**Request:**
Reproduce the lines of the entries below between the line holding "the distant mountain" and the line holding "139, 115, 162, 192", inclusive, and nothing else.

* * * * * * *

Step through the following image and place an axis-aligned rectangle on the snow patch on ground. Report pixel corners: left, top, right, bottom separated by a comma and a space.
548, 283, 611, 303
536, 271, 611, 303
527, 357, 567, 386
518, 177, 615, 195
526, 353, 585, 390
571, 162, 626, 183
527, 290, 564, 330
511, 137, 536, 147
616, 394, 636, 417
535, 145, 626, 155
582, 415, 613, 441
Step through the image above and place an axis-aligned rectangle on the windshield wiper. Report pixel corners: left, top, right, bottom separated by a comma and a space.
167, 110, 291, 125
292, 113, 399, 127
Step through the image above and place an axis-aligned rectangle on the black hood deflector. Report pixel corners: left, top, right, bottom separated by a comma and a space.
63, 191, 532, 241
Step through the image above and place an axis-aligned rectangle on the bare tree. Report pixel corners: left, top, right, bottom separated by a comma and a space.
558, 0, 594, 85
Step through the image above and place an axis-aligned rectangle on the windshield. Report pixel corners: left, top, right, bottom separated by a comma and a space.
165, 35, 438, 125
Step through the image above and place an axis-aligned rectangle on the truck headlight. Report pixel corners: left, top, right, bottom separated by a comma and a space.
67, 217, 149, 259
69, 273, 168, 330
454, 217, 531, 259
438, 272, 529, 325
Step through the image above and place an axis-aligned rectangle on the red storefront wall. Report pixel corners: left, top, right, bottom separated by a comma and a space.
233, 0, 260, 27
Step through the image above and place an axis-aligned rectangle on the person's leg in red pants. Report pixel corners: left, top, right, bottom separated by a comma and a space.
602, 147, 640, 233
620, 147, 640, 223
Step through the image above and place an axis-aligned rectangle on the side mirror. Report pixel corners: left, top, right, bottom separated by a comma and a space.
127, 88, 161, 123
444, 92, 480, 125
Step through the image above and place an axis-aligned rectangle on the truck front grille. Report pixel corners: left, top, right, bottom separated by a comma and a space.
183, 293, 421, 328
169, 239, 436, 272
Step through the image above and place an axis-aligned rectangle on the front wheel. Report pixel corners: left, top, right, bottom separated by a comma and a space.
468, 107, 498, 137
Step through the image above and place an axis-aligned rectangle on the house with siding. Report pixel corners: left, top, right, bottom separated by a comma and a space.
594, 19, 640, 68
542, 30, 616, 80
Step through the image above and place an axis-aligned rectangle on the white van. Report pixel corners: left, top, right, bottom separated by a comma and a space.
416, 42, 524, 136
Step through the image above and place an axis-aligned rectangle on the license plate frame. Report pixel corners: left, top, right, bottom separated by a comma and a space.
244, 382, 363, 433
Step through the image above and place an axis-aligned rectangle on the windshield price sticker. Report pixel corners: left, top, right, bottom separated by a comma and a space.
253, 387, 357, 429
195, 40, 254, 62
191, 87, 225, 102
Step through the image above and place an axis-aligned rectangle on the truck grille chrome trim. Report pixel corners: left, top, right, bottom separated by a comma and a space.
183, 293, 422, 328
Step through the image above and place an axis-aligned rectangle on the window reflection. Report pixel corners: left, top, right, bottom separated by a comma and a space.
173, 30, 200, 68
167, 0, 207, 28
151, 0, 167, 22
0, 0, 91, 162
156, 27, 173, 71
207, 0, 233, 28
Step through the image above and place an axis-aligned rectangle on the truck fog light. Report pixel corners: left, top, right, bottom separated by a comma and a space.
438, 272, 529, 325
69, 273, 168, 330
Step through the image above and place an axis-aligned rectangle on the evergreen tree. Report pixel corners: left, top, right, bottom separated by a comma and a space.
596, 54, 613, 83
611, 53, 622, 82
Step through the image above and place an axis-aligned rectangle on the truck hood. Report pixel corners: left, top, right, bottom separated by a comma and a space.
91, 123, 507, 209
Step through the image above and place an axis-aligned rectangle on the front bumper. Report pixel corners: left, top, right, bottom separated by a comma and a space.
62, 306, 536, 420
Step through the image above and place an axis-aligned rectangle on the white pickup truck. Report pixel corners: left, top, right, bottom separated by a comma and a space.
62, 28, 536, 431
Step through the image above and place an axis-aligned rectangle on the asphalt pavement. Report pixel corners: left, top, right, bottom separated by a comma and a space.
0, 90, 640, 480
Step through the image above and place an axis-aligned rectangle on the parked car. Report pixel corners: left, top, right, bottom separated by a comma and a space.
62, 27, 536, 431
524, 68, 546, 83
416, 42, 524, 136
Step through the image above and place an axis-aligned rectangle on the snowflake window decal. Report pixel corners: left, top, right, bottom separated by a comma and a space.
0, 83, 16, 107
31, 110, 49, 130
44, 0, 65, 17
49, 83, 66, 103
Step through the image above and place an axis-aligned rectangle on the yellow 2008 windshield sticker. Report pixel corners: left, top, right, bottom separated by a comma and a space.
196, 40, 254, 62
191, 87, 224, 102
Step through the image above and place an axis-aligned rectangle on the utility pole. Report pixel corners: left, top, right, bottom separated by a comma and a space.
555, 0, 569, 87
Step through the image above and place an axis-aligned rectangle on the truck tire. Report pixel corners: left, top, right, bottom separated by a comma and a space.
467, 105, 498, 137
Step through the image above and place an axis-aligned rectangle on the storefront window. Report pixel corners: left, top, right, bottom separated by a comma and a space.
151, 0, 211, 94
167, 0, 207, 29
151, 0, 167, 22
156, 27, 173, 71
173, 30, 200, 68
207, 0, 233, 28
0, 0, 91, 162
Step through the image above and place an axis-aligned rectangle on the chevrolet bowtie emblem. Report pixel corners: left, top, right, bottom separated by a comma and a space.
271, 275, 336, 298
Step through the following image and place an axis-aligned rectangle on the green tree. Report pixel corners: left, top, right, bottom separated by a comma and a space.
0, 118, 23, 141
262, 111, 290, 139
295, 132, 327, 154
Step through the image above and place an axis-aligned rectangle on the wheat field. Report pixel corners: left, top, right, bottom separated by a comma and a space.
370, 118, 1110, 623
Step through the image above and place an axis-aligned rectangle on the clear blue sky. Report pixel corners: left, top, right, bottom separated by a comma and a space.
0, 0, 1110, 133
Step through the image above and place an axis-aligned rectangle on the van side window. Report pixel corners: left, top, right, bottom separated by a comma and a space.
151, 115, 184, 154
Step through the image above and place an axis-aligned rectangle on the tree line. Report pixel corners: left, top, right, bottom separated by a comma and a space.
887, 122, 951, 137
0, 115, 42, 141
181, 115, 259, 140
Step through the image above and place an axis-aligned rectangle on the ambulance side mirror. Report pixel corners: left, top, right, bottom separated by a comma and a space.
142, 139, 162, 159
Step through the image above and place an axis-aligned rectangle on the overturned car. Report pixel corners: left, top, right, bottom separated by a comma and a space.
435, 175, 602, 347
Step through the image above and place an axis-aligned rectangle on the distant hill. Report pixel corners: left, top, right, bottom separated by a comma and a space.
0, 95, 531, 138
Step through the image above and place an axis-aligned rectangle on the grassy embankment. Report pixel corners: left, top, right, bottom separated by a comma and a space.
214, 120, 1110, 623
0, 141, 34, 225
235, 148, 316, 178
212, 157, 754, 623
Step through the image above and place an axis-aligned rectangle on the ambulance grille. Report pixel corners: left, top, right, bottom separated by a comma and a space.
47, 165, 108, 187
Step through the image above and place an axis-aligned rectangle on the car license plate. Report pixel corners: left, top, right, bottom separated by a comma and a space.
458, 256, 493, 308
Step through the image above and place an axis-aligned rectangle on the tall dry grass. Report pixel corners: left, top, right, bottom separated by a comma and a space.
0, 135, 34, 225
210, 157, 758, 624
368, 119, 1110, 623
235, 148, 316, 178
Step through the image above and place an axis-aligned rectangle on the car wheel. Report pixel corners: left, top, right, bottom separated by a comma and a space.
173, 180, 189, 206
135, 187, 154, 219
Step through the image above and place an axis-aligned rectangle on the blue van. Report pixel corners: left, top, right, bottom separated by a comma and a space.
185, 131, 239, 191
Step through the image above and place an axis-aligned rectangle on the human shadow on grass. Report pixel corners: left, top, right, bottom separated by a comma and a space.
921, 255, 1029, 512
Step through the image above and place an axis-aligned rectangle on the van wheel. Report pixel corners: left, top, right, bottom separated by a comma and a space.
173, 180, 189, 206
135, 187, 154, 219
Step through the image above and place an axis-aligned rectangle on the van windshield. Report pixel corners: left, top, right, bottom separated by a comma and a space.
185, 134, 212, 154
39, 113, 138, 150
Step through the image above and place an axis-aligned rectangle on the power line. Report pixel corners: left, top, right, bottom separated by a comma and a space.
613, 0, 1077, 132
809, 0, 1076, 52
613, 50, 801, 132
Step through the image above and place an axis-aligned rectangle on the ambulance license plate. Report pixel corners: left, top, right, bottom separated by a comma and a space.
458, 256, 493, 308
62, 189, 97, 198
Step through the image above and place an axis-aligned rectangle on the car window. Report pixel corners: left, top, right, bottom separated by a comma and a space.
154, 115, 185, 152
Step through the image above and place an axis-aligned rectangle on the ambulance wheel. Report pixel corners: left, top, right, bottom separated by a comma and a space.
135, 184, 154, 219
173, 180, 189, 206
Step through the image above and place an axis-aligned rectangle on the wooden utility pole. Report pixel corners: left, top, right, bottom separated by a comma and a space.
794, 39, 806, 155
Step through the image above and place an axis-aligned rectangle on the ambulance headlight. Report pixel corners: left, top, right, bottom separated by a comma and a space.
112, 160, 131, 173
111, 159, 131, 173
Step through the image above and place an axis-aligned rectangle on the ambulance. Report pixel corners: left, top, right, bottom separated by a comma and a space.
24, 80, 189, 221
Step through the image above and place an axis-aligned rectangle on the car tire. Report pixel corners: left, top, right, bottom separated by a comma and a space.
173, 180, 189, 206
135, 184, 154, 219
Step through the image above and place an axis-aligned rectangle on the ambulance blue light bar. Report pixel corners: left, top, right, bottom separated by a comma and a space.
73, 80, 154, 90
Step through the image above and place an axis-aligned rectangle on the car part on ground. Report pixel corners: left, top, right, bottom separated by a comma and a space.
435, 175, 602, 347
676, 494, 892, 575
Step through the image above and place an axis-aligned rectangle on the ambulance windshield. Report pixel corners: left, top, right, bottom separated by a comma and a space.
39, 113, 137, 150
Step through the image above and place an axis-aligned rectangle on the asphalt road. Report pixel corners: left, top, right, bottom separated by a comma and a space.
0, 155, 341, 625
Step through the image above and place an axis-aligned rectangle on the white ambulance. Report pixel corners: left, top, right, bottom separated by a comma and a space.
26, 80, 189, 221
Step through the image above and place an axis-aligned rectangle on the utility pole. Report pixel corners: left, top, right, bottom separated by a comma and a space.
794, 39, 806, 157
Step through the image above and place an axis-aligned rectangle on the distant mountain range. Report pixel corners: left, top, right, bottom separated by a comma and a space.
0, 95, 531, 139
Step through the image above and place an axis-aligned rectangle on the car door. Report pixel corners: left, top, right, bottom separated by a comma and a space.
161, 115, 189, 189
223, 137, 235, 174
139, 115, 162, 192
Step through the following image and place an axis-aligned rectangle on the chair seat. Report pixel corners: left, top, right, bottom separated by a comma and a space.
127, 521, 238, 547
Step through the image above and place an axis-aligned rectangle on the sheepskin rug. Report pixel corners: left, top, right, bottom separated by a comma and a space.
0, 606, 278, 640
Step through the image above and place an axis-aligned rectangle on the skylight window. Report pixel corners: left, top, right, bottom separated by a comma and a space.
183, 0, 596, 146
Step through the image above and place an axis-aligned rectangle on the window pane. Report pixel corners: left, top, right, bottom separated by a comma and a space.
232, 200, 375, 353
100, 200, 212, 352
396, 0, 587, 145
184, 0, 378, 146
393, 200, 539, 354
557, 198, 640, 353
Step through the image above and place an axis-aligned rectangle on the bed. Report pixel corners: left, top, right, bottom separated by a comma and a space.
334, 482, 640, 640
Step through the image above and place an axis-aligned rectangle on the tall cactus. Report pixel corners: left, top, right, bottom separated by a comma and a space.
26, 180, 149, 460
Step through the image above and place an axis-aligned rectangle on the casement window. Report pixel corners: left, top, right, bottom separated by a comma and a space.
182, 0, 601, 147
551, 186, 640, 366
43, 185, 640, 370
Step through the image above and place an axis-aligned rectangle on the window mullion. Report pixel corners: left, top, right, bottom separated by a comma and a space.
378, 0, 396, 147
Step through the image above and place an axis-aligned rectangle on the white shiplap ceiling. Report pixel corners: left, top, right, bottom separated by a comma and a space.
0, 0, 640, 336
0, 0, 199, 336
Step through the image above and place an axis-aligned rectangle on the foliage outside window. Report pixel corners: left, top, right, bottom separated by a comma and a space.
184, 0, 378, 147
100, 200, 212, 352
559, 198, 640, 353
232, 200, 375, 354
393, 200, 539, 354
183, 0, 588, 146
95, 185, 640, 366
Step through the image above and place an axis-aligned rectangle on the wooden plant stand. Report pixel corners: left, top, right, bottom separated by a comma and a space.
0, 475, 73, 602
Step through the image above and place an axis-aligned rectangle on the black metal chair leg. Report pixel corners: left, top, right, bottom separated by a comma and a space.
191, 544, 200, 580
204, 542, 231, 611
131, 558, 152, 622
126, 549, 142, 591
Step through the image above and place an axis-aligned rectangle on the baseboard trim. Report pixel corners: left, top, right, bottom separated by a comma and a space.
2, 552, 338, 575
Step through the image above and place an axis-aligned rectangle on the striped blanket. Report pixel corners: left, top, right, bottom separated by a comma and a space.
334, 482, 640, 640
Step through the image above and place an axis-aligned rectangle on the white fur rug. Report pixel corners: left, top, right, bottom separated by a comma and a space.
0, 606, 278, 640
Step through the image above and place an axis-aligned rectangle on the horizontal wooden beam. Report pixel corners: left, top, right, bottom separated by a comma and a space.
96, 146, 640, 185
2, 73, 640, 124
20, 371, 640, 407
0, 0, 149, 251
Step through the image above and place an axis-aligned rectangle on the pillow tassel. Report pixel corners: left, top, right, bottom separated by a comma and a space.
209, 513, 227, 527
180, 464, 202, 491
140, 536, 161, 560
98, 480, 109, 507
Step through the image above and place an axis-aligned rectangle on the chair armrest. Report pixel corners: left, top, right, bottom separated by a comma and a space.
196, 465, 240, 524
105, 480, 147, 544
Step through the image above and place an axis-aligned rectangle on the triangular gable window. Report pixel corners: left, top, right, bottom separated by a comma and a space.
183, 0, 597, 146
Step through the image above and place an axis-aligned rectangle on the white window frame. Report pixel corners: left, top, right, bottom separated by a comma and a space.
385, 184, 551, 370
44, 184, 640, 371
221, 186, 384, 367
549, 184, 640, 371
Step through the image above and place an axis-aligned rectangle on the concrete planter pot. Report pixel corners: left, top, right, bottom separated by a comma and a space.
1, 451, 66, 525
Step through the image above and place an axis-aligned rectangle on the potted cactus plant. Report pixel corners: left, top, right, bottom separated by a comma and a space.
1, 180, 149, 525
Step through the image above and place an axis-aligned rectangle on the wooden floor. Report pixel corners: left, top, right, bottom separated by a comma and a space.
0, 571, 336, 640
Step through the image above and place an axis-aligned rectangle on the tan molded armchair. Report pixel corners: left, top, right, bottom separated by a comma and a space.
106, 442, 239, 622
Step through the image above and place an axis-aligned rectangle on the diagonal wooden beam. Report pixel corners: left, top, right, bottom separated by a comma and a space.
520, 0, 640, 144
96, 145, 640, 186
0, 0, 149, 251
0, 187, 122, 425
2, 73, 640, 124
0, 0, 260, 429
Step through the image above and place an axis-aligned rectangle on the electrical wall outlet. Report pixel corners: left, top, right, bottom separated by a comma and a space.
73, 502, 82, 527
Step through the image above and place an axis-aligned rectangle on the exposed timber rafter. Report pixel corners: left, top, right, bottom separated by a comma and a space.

* * * * * * *

**Response:**
Step through the image above and place an axis-aligned rectangle on the distant mountain range. Report pixel corners: left, top, right, bottom separated by a comma and a space.
0, 95, 531, 139
Step through the image above and place an axis-aligned rectangle on the car door. Report pixel corners: left, top, right, bottom separated by a comma and a space.
161, 115, 189, 189
223, 137, 235, 174
139, 115, 162, 192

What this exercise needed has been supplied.